[Dataset records]
## START

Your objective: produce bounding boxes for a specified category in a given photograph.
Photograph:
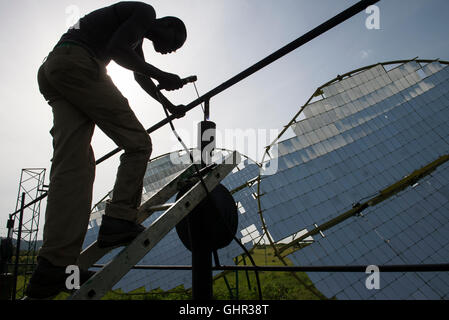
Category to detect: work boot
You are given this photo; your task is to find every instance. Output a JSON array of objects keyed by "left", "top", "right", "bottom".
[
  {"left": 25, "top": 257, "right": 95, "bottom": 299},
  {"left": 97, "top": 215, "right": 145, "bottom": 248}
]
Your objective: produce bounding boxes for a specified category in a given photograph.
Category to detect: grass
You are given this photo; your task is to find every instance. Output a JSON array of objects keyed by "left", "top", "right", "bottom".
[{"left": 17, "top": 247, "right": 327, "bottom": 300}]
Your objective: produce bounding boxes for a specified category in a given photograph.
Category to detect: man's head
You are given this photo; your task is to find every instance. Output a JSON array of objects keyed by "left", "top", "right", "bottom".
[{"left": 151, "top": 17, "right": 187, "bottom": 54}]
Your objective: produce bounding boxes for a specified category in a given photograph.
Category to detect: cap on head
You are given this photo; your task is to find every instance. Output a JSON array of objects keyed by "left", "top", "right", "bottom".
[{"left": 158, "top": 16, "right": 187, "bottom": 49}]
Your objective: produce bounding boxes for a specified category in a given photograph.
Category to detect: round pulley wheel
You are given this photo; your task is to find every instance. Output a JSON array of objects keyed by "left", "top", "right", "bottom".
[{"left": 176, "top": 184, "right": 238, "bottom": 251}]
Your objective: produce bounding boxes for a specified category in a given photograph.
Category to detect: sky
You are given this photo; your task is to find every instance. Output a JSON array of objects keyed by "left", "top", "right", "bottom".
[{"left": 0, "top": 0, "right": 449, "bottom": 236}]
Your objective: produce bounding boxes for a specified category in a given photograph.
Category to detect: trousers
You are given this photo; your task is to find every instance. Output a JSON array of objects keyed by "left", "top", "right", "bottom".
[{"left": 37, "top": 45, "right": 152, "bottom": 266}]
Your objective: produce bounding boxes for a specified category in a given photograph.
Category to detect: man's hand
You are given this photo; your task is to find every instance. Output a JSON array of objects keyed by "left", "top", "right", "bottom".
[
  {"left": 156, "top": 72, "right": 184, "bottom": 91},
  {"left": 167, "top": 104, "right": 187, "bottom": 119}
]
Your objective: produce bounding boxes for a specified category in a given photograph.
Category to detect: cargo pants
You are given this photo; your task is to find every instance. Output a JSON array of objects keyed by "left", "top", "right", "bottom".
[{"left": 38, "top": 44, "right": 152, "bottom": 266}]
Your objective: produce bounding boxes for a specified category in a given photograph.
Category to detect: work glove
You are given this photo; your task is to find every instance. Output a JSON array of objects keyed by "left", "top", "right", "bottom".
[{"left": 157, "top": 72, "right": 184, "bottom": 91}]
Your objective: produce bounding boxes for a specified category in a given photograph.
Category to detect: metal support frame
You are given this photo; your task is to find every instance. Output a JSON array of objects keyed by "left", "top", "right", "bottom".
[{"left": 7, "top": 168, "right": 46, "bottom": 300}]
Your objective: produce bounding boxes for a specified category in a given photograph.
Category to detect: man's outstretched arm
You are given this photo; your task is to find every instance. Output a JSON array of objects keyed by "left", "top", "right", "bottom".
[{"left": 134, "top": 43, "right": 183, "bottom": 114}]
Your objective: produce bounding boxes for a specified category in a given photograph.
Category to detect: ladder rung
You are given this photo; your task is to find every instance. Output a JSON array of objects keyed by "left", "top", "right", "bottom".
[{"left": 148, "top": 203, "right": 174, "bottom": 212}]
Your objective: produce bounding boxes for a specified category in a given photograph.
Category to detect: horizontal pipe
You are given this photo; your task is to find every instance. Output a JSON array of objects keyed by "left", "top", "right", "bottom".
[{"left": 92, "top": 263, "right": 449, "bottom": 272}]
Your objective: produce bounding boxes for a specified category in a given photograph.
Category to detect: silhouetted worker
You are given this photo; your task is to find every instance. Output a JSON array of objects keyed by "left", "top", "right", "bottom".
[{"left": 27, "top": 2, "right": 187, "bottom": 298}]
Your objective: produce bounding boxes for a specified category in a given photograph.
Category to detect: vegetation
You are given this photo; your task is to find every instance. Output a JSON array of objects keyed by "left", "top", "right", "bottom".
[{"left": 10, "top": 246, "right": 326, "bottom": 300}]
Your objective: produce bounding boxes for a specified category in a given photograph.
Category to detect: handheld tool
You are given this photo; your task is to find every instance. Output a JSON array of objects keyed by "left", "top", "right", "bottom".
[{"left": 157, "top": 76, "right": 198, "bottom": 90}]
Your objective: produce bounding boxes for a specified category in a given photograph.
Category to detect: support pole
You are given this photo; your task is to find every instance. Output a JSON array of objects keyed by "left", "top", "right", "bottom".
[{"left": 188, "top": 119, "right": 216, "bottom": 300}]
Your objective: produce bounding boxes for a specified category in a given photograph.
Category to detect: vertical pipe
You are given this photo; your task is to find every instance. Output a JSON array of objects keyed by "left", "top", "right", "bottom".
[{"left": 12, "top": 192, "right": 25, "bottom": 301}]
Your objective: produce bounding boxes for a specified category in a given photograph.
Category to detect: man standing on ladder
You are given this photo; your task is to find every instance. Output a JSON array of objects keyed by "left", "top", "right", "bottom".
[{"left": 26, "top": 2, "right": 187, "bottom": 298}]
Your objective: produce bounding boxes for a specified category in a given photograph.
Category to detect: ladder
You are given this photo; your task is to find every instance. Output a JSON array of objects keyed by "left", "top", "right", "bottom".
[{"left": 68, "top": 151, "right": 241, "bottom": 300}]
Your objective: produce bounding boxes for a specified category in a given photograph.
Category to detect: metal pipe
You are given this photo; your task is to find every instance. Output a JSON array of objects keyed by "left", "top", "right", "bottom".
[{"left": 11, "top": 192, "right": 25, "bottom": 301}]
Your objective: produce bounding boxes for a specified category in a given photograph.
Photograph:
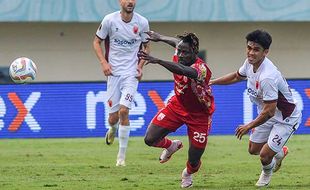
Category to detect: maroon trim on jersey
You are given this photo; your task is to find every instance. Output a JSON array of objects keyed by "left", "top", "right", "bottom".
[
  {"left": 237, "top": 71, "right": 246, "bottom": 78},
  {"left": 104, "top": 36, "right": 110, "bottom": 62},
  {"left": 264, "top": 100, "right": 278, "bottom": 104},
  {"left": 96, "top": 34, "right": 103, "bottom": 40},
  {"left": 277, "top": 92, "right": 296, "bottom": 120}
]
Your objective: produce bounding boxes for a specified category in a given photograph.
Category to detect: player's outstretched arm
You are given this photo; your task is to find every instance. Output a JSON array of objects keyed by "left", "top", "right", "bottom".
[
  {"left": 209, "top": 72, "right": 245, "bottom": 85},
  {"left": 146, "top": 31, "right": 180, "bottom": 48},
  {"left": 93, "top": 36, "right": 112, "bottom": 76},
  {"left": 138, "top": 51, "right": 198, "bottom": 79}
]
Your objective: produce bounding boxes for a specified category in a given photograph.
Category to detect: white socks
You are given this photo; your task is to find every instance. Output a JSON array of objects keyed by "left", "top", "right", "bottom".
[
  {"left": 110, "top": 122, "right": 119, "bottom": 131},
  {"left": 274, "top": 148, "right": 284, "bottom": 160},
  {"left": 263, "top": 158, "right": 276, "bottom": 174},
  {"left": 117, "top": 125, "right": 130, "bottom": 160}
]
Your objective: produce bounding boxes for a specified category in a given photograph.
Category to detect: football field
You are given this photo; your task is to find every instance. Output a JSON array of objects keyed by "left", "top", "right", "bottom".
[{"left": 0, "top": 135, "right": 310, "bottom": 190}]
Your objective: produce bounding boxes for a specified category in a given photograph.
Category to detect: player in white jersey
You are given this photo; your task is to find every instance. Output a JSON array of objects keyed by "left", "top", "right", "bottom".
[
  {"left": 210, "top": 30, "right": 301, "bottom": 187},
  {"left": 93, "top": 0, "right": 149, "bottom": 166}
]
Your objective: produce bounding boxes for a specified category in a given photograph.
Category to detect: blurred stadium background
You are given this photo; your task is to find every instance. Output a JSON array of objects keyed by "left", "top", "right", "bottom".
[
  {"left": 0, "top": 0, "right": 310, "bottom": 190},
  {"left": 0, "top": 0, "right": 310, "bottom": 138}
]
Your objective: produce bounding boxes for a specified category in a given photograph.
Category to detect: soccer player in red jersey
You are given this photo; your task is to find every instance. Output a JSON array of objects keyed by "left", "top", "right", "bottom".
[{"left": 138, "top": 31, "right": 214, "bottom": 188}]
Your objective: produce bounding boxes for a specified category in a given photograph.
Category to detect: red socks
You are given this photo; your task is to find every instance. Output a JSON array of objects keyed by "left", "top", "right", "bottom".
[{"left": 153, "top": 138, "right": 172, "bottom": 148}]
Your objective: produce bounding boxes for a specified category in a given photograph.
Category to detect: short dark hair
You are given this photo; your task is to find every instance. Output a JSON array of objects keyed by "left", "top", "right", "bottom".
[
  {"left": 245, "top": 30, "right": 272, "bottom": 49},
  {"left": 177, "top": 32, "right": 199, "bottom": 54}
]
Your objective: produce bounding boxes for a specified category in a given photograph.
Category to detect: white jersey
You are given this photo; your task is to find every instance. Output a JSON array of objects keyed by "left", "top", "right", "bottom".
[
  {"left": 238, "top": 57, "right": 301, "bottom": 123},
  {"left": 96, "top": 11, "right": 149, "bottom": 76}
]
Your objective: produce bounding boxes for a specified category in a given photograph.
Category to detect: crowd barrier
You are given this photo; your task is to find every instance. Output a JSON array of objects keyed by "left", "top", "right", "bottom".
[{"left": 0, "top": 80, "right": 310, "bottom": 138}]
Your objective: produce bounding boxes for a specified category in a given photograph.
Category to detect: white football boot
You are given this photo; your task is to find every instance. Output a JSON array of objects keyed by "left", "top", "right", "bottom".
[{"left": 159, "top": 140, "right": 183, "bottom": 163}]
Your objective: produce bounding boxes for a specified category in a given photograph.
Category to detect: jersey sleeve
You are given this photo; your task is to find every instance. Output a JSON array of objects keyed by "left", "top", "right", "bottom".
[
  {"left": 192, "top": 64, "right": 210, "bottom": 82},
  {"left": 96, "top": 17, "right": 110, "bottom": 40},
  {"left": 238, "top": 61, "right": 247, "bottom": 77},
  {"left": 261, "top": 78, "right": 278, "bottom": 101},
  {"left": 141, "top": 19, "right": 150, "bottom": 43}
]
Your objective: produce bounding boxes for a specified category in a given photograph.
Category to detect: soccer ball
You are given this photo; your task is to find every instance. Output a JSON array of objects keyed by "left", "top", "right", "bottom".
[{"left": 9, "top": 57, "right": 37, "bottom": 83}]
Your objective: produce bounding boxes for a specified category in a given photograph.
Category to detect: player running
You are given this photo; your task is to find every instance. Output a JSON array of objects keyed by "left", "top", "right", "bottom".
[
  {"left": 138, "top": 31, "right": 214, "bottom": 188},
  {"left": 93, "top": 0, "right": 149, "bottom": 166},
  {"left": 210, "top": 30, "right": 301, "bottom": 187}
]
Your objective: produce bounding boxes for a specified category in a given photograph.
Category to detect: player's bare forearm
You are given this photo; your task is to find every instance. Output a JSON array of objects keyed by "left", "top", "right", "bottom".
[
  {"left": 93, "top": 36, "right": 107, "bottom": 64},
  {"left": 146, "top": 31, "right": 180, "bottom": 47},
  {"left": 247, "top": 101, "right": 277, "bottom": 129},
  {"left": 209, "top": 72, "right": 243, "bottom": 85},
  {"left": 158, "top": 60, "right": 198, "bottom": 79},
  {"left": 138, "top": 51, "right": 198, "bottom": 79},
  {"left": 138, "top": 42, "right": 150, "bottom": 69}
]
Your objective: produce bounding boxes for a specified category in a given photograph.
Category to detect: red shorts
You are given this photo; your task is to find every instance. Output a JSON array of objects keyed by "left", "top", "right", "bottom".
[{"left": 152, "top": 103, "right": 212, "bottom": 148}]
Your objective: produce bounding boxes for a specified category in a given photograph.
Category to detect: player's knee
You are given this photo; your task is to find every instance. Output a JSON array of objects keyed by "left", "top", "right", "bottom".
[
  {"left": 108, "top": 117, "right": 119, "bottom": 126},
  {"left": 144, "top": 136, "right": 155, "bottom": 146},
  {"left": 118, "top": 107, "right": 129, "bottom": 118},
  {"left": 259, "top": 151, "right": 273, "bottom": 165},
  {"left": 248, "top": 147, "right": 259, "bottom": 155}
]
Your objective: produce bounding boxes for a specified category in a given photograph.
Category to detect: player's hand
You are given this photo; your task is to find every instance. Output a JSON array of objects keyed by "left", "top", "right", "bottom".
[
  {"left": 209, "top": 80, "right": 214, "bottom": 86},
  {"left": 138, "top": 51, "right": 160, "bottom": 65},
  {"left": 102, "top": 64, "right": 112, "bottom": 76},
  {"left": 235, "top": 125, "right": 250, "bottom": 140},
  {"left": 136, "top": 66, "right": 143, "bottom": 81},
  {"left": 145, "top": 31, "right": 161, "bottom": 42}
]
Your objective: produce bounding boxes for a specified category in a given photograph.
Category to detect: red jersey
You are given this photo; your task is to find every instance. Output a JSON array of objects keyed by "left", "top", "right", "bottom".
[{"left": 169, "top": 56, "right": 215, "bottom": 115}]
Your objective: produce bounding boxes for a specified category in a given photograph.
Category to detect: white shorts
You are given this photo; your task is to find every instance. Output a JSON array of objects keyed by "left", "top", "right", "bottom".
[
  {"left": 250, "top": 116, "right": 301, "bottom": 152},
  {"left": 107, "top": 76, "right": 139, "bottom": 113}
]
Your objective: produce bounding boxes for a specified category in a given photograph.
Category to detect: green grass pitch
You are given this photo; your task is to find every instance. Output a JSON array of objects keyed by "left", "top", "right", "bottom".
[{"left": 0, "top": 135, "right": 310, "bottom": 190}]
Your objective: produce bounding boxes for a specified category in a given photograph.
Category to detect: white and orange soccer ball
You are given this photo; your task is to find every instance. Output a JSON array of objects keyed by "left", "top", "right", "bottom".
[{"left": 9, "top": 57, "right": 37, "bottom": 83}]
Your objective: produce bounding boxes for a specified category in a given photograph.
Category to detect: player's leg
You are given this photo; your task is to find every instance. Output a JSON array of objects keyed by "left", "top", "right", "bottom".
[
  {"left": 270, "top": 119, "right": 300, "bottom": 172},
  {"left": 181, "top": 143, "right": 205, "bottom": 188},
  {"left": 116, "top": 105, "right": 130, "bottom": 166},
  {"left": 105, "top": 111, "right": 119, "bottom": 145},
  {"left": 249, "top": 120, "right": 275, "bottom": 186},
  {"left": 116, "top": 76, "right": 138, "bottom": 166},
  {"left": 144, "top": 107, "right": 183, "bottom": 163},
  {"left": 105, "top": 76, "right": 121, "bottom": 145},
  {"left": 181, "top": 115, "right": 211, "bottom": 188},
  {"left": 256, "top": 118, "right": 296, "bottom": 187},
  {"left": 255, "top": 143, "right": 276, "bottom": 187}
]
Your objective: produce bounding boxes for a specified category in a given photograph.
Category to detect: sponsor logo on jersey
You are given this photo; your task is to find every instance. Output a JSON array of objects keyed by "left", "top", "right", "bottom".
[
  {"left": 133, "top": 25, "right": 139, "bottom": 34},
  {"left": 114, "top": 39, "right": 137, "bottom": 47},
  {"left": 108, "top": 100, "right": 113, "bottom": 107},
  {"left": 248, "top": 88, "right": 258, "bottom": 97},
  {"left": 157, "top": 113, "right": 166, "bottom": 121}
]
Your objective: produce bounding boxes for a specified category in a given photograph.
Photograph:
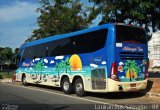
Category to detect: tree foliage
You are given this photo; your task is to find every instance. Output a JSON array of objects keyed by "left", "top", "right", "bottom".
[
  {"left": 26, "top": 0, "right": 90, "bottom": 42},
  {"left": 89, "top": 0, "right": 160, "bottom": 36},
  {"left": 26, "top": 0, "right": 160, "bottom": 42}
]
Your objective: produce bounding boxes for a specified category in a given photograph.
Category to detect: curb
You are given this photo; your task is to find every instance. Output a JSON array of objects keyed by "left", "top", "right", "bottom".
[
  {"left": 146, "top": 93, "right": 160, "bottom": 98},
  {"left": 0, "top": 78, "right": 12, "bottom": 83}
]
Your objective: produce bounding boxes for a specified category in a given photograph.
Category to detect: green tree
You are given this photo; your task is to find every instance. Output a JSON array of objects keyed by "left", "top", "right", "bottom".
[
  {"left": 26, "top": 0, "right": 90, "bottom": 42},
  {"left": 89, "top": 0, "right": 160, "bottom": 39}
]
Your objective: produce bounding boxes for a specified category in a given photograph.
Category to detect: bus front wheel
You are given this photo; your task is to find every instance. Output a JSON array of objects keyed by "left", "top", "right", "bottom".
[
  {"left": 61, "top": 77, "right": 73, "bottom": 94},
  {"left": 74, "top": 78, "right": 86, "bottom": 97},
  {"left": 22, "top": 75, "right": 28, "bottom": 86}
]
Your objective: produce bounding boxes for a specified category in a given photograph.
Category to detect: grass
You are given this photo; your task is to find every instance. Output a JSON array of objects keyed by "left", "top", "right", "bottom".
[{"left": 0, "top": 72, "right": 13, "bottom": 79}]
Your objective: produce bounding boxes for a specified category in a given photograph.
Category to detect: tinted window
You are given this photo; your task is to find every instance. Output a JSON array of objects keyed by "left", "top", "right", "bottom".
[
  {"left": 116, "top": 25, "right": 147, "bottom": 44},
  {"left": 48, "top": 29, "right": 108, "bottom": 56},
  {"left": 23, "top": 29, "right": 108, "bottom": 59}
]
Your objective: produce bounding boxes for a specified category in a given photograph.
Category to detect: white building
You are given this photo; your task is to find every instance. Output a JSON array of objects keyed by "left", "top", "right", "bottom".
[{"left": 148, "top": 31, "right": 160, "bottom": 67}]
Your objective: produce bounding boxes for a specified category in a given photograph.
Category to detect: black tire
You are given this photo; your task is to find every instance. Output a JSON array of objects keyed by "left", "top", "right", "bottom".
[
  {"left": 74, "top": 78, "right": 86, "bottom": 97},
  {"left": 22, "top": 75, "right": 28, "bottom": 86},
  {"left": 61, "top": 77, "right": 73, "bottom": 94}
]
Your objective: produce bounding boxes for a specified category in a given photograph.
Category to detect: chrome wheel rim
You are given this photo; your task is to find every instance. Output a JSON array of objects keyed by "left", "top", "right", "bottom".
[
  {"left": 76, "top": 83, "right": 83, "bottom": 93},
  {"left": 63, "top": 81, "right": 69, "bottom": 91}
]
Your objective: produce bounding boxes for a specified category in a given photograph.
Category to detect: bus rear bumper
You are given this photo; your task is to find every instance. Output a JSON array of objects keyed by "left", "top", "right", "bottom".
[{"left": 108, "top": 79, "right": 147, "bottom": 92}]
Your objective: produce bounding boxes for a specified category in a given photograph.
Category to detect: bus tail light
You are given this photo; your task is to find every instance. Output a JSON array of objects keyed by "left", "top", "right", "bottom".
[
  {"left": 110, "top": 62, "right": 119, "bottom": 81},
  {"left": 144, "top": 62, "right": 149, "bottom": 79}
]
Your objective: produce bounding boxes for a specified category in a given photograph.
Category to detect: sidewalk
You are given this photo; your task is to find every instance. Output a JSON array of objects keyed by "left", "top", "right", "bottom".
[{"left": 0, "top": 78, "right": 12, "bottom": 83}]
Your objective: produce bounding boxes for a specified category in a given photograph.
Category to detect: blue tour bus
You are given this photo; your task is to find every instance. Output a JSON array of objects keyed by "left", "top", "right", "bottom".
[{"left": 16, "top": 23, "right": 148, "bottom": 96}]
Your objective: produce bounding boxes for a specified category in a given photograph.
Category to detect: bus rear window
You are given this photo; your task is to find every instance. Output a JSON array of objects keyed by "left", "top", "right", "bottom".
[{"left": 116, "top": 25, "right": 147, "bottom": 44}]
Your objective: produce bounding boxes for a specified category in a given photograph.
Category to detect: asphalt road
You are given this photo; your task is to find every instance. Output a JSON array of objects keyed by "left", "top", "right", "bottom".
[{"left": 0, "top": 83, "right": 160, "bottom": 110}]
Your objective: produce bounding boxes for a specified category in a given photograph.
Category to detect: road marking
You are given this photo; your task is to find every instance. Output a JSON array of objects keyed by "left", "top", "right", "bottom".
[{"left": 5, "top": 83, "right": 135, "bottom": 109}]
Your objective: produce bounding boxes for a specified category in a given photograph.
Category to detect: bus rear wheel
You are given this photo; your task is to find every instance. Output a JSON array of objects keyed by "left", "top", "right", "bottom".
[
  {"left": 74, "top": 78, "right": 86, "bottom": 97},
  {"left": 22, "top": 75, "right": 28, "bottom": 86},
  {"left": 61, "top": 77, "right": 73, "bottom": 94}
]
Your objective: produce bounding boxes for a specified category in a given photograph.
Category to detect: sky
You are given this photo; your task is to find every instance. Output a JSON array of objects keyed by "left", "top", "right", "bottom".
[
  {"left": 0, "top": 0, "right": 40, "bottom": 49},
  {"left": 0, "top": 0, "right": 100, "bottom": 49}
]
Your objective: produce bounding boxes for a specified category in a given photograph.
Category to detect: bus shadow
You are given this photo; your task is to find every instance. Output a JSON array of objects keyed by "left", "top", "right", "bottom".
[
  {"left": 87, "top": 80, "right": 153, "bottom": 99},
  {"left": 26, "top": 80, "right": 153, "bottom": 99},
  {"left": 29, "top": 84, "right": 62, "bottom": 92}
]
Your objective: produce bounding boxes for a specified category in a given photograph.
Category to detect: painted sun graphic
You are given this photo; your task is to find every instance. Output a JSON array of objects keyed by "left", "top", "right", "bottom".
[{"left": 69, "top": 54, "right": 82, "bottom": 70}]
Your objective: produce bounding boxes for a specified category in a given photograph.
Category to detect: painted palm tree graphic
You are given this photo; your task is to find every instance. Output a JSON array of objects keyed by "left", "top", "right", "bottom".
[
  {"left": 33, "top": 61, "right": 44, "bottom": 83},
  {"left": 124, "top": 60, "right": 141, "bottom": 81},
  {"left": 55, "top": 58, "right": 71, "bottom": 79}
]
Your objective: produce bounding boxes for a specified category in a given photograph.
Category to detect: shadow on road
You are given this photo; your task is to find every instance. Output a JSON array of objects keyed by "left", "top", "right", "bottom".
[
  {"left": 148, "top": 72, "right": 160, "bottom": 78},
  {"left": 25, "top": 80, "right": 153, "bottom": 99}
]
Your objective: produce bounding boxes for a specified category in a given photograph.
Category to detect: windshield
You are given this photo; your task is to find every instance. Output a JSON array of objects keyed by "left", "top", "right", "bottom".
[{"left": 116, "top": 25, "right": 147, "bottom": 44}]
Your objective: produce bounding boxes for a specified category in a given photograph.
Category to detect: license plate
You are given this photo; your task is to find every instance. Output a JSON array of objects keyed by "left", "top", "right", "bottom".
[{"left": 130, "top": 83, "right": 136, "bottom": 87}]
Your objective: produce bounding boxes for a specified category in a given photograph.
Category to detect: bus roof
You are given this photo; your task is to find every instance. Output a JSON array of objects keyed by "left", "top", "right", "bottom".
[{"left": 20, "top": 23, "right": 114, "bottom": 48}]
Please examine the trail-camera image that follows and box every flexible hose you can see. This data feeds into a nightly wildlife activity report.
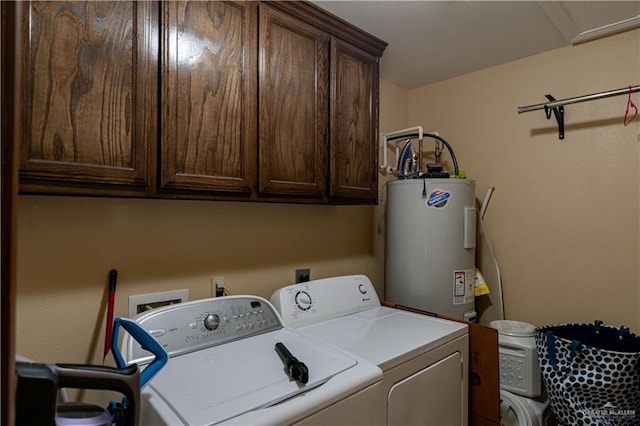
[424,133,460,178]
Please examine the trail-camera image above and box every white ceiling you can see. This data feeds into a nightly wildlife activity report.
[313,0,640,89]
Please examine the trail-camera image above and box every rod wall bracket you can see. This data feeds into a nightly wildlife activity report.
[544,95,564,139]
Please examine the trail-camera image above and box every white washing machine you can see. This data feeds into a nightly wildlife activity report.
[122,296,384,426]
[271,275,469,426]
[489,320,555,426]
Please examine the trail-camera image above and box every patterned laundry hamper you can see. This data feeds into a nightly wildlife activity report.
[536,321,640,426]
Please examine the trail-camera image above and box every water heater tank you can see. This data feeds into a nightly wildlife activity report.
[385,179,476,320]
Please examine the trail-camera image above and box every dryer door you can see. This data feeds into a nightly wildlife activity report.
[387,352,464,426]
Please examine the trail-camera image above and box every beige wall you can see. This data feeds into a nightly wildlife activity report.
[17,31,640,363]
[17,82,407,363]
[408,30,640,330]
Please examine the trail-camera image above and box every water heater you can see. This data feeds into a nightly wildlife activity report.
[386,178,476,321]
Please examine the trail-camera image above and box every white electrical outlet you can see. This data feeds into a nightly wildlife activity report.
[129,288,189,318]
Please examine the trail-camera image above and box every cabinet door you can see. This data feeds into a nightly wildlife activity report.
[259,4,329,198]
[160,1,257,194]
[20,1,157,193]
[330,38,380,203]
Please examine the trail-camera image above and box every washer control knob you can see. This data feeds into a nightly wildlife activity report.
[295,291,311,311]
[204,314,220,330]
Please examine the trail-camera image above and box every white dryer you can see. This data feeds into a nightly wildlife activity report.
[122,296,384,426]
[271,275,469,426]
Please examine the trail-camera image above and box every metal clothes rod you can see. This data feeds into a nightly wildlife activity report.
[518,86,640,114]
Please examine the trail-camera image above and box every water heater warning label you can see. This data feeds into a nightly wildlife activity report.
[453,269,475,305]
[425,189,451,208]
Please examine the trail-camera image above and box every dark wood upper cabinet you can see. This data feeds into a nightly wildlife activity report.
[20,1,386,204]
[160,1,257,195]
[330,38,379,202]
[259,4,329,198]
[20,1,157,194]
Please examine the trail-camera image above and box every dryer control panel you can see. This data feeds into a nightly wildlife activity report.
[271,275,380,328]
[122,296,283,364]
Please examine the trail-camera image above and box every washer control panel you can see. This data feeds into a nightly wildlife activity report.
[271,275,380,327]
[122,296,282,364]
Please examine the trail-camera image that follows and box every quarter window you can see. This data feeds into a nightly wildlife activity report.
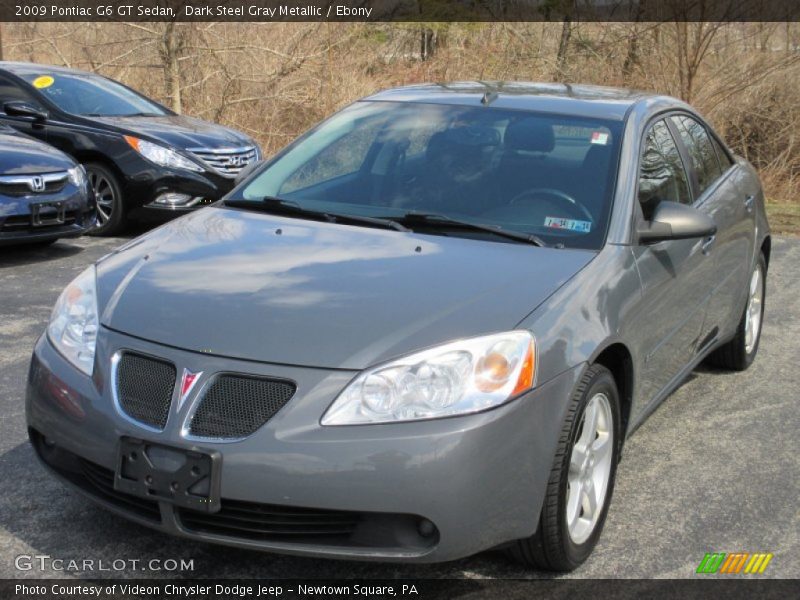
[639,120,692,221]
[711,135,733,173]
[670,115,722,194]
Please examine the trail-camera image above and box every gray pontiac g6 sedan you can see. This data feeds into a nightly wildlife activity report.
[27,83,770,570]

## END

> **SHORT TASK**: Locate each line of the material that contains the word "football" and copy those lines.

> **SOLVED PROBLEM**:
Category to detect: football field
Category to detect: white football boot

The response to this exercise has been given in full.